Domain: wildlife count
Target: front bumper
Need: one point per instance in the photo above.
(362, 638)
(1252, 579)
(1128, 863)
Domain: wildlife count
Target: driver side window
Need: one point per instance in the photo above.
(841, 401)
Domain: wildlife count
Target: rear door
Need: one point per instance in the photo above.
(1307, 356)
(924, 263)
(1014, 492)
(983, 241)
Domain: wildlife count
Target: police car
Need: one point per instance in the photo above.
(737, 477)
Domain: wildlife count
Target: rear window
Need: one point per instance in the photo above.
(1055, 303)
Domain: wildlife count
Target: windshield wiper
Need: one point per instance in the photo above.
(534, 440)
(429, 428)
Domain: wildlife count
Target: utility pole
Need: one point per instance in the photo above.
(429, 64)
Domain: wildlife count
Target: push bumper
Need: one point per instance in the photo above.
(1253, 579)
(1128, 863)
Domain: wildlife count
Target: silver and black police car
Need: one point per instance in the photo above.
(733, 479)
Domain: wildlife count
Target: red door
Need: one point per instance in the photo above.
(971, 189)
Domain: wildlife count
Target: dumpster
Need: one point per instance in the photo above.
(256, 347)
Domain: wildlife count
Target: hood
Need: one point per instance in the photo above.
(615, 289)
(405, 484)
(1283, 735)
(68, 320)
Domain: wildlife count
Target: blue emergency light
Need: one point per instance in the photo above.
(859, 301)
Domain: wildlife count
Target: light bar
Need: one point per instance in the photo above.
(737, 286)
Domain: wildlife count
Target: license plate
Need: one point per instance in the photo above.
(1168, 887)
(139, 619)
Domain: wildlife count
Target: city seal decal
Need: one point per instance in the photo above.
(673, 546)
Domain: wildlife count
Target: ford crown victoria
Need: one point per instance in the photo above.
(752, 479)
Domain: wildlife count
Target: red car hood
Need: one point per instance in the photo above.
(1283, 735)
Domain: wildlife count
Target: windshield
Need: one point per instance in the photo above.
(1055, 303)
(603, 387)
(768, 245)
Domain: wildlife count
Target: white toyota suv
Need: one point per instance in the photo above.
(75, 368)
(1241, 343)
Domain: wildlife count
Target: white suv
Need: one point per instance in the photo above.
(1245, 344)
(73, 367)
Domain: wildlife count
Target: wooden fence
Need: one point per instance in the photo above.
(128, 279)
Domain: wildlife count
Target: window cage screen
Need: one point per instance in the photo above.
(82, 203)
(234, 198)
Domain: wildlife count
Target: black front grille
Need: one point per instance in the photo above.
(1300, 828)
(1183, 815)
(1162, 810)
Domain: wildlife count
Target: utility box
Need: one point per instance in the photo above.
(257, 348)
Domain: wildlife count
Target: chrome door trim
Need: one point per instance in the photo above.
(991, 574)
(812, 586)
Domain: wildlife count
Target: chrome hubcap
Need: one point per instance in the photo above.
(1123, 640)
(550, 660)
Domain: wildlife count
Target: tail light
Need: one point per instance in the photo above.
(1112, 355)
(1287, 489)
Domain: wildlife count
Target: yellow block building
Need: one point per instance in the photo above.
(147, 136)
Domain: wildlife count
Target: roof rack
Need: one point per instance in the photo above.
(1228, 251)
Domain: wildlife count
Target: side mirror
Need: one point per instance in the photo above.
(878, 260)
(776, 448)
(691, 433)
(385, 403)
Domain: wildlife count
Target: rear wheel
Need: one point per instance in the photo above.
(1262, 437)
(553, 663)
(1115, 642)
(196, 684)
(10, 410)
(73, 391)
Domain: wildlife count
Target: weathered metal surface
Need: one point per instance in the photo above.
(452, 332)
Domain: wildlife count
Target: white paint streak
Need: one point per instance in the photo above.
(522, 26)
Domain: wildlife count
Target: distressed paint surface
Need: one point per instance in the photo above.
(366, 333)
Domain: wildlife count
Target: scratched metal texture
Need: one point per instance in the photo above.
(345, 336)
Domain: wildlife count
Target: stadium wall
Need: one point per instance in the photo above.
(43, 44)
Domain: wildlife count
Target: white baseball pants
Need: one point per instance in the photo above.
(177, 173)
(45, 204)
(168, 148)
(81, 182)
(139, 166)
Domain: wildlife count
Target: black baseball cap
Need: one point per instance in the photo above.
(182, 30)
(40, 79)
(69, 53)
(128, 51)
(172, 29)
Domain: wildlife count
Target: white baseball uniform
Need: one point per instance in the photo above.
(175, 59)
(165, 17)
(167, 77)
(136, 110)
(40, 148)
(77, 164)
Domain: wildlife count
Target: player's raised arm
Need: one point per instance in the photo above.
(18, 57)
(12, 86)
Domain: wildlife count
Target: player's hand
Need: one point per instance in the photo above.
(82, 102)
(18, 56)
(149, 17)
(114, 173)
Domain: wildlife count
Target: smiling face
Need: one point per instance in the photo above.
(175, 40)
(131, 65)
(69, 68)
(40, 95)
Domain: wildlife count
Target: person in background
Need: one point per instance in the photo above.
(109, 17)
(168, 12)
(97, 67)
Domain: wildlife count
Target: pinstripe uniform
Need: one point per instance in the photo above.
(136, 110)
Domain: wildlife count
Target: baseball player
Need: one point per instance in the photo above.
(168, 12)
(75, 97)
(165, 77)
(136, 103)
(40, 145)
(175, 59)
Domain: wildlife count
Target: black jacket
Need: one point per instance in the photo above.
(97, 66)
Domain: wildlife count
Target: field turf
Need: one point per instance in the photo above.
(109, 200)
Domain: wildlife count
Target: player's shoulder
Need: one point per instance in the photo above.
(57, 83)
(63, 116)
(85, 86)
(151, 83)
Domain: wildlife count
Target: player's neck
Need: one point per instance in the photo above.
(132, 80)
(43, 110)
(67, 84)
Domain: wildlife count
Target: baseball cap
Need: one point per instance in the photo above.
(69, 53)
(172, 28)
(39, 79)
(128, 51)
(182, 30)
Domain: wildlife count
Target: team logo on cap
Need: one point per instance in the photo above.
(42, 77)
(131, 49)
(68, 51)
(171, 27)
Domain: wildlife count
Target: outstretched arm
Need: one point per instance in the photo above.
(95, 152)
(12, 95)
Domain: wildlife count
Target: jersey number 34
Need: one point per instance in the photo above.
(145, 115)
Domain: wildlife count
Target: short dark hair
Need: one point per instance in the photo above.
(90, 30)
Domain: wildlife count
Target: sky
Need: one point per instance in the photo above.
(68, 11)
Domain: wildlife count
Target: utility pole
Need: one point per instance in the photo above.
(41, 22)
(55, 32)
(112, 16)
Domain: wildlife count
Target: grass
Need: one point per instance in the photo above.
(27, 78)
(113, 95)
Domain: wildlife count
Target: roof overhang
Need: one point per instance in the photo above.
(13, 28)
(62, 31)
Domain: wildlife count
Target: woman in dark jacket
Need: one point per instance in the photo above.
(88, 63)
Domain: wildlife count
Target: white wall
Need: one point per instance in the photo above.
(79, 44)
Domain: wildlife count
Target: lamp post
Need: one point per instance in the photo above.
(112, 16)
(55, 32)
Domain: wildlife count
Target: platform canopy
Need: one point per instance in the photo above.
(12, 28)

- _Brief_:
Write down all the entries again without a single difference.

- _Reply_:
Domain: wildlife count
Target: front bumper
Need: one point per instance in the photo above.
(362, 638)
(1252, 579)
(1128, 863)
Domain: wildlife count
Target: driver side window
Need: one point per instance in the photo above.
(841, 401)
Domain: wildlife count
Target: rear door
Need: one point per instance in the photo above.
(1307, 356)
(924, 263)
(1014, 492)
(983, 241)
Domain: wildlife count
Target: police car
Need: one point per instance in the photo above.
(737, 477)
Domain: wildlife count
Target: rear window
Need: one point per instance in the photo above.
(1055, 303)
Domain: wildlife count
Target: windshield wiper
Need: one point per instance in the photo above.
(534, 440)
(429, 428)
Domain: wildlife count
Target: utility pole
Need: one point per instance in the photo above.
(429, 64)
Domain: wildlife count
Target: push bumper
Need: one point per instance in the photo above.
(1253, 579)
(1128, 863)
Domain: wildlife count
Target: silver and black police car
Need: one point per instance in the photo above.
(733, 479)
Domain: wildlife count
Target: red door
Need: one point per instance in the photo above.
(971, 189)
Domain: wildlife count
Target: dumpster
Need: one point per instance in the photo above.
(256, 347)
Domain: wildlife count
Target: hood
Need: one point per instance in the photo above.
(615, 289)
(405, 484)
(1283, 735)
(68, 320)
Domain: wildlife count
Target: blue emergency light
Need: one point per instance in the photo above.
(859, 301)
Domain: wildlife count
Target: light bar
Need: one point per instance in the photo above.
(737, 286)
Domain: wildlife count
Target: license plate
Need: one point per instance in the photo above.
(1168, 887)
(139, 619)
Domain: wildlife count
Target: city seal decal
Need: one point per instance in the photo above.
(673, 546)
Domain: wildlife count
Target: ford crown victoria
Need: one point per instance in the photo above.
(752, 479)
Domain: wildlife count
Target: red car hood
Need: one point per instance in the photo above.
(1283, 735)
Domain: wildlife count
Target: windshield
Need: one point per instance in the photo above.
(1055, 303)
(603, 387)
(768, 245)
Domain: wildlife count
Target: white toyota suv
Need: one point per instance in the photo above.
(75, 368)
(1241, 343)
Domain: wildlife count
Target: white suv
Need: one point per instance in the photo above.
(1245, 344)
(73, 367)
Domain: wildlife count
Target: wooden fence
Need: one point per instance in the photo above.
(128, 279)
Domain: wildlife count
Target: window cage screen
Need: one point per instance in the photo above.
(82, 203)
(234, 198)
Domain: wildlife count
Target: black front grille
Need: one point per instance in the photo above.
(1300, 828)
(1183, 815)
(1162, 810)
Domain: wildlife count
Target: utility box
Need: one point per instance in the photo above.
(257, 348)
Domain: wildlife count
Target: chrome door trim
Need: one point per instance in the photo above.
(991, 574)
(812, 586)
Domain: wildlife count
Target: chrome hubcap
Need: one point per instance in the photo above.
(1123, 640)
(550, 660)
Domain: wildlife count
Target: tail light
Need: one point per instance in the photo above.
(1112, 355)
(1287, 489)
Domain: wildlife count
Target: yellow block building
Need: one point per instance in the photo above.
(147, 136)
Domain: wildlife count
Target: roof rack
Need: one point per instance in the photo above.
(1228, 251)
Domain: wildlife count
Target: side mirror
Need: one point per instance in the photo above.
(878, 260)
(776, 448)
(691, 433)
(385, 403)
Domain: wildlife count
Target: rear wheel
Need: one point per instance in the photo above.
(1262, 437)
(553, 663)
(1115, 642)
(196, 684)
(10, 410)
(73, 391)
Domain: wildlife count
Target: weathered metal surface
Need: one point per instance in the photo above.
(452, 332)
Domain: wildlife count
Target: white paint streak
Need: one point per instance in the photo above.
(522, 26)
Domain: wildlife count
Target: distressed paint surface
Need: one point per instance in the photo above.
(366, 333)
Domain: wildlife count
Target: scratched metal texture
Need: one point per instance in the photo above.
(345, 336)
Domain: wildlife count
Target: stadium wall
Need: one point per instance in the photo above.
(43, 44)
Domain: wildlife count
Target: white baseball pants
Need: one point per instance in the photo above.
(177, 173)
(45, 204)
(168, 148)
(81, 182)
(139, 166)
Domain: wildlife count
Target: black baseball cap
Need: one point per instance in the photo above.
(182, 30)
(40, 79)
(69, 53)
(128, 51)
(172, 29)
Domain: wildlife count
Target: white baseball uniform
Need: one point per instance in the photo above.
(175, 59)
(165, 17)
(167, 77)
(136, 110)
(40, 148)
(77, 164)
Domain: wildlife count
Target: player's raised arm
Need: one point per instance in the photo above.
(18, 57)
(12, 86)
Domain: wildlife count
Target: player's hand
Need: one point per instance in the photo above.
(82, 102)
(18, 56)
(149, 17)
(114, 173)
Domain: wildlife count
Target: smiling face
Need: one point per instance in the photo above.
(175, 40)
(131, 65)
(69, 68)
(40, 95)
Domain: wildlife count
Target: person in background
Need: one point per instance in the photo above.
(109, 17)
(168, 12)
(97, 67)
Domain: wildlife count
Target: pinstripe uniform
Need: one point per instance in the photo above.
(136, 110)
Domain: wildlife count
Target: baseball player
Need: one point per instance in the photo above.
(168, 12)
(75, 97)
(165, 77)
(136, 103)
(40, 145)
(175, 59)
Domain: wildlife count
Target: black jacket
Need: one point per instance in the photo above.
(97, 66)
Domain: wildlife count
Target: field turf
Need: one point per instance in the photo above.
(109, 200)
Domain: wildlife count
Target: player's shoulder
Need: one point per instance in the photo above.
(57, 83)
(63, 116)
(85, 86)
(151, 83)
Domain: wildlife count
Target: player's neck
Need: one point per instance in the photo above.
(132, 80)
(43, 110)
(67, 84)
Domain: wildlife count
Target: baseball cap
Need: one point per instance in the photo above.
(69, 53)
(172, 28)
(39, 79)
(128, 51)
(182, 30)
Domain: wildlife count
Target: team logo on cap
Need: one point per instance in the photo above.
(42, 77)
(131, 49)
(68, 51)
(171, 27)
Domain: wildlife count
Target: outstretched arm
Need: one point per instance in the photo above.
(95, 152)
(12, 95)
Domain: wildlife count
Target: jersey number 34
Need: one point per instance in the photo above.
(145, 115)
Domain: wildlife count
Target: short dark hair
Need: one point per instance in the photo above.
(90, 30)
Domain: wildlife count
Target: sky
Need: one point per instance in the photo above.
(68, 11)
Domain: wildlife count
Target: utility pole
Need: one point per instance in the photo above.
(41, 22)
(55, 32)
(112, 16)
Domain: wildlife count
Target: grass
Need: one point per instance in the photo above.
(27, 78)
(113, 95)
Domain: wildlife count
Target: roof overhang
Need: one point per instance in the photo above.
(13, 28)
(62, 31)
Domain: wildlife count
Target: woman in dark jacket
Need: one point per instance in the photo above.
(88, 63)
Domain: wildlife count
Target: white wall
Need: one point per instance in the photo above.
(79, 44)
Domain: wildlife count
Target: lamp post
Need: one point per instance in the photo above.
(112, 16)
(55, 32)
Domain: wildlife count
Target: platform canopy
Need: one point per instance in the photo above.
(12, 28)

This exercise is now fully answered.